BEGIN Page text

   Real men aren’t good game designers / scriptwriters / DMs. They shouldn’t decide which class or race is cool, and which one isn’t. Insecurity is a slow and pervading disease eating at almost everything: politics, religion, entertainment. For now, though, let’s concentrate on pen and paper RPGs.

   The phenomenon really started to manifest itself around the time Warhammer Fantasy Role-Play first came out. Keep the Dwarves, minimize the Elves, almost exclude the Hobbits. Dwarves are cool – they kick ass, grow huge beards, dig tunnels and wield hammers: they’re men – well, technically not, but you see my point.

   Elves are refined, educated and artsy. It verges on silliness. Let’s give them one big forest on the western edge of the Empire, and forget about them. Gnomes and Hobbits are even sillier. I’m not sure there were Gnomes in Warhammer. And here’s how Hobbits were depicted:

    A picture is worth a thousand words! Look at those ridiculous bulging eyes: is he sucking on some dildo? Raise your hand if you’d like to play that little fella. Huh, I don’t see a single hand? What gives?

   In one of the very first issues of White Dwarf, a guy named Roger Musson wrote a complaint: he didn’t like the magazine’s little cartoon strips. “Childish rubbish is the prerogative of The Dragon,” he said.
END Page text
Work instruction: Write out the part of the piece on tabletop role-playing games starting with "A picture is" and going on through "hand? What gives?". The material after this text was taken from a separate source.
BEGIN Data provided
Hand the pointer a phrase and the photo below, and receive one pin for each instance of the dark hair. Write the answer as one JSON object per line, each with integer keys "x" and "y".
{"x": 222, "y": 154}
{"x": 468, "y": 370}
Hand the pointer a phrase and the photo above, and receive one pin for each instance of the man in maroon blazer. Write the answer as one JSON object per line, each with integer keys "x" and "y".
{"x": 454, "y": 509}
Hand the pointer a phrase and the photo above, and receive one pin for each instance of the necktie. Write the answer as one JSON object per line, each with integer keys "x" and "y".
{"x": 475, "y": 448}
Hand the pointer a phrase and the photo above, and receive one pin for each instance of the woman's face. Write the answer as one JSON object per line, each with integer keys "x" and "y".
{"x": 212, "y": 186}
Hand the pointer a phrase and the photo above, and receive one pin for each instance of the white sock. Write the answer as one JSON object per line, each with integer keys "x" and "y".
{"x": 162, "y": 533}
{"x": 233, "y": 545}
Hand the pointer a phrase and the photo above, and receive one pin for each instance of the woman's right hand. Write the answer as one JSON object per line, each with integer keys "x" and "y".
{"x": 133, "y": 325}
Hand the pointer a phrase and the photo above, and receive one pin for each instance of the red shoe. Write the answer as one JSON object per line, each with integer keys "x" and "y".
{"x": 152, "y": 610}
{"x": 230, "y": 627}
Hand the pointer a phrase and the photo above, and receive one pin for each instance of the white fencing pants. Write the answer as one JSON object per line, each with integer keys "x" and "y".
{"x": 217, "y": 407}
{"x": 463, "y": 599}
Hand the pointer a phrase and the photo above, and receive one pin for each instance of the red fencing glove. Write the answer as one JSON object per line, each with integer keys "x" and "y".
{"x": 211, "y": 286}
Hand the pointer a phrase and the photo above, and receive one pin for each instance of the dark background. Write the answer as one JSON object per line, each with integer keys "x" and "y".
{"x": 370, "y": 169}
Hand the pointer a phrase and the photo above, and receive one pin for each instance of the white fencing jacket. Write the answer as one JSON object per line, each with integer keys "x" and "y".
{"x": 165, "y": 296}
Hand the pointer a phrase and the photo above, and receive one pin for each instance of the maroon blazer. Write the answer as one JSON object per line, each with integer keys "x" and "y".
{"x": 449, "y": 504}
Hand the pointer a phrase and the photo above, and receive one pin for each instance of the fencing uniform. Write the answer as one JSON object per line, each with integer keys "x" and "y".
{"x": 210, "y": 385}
END Data provided
Exercise answer:
A picture is worth a thousand words! Look at those ridiculous bulging eyes: is he sucking on some dildo? Raise your hand if you’d like to play that little fella. Huh, I don’t see a single hand? What gives?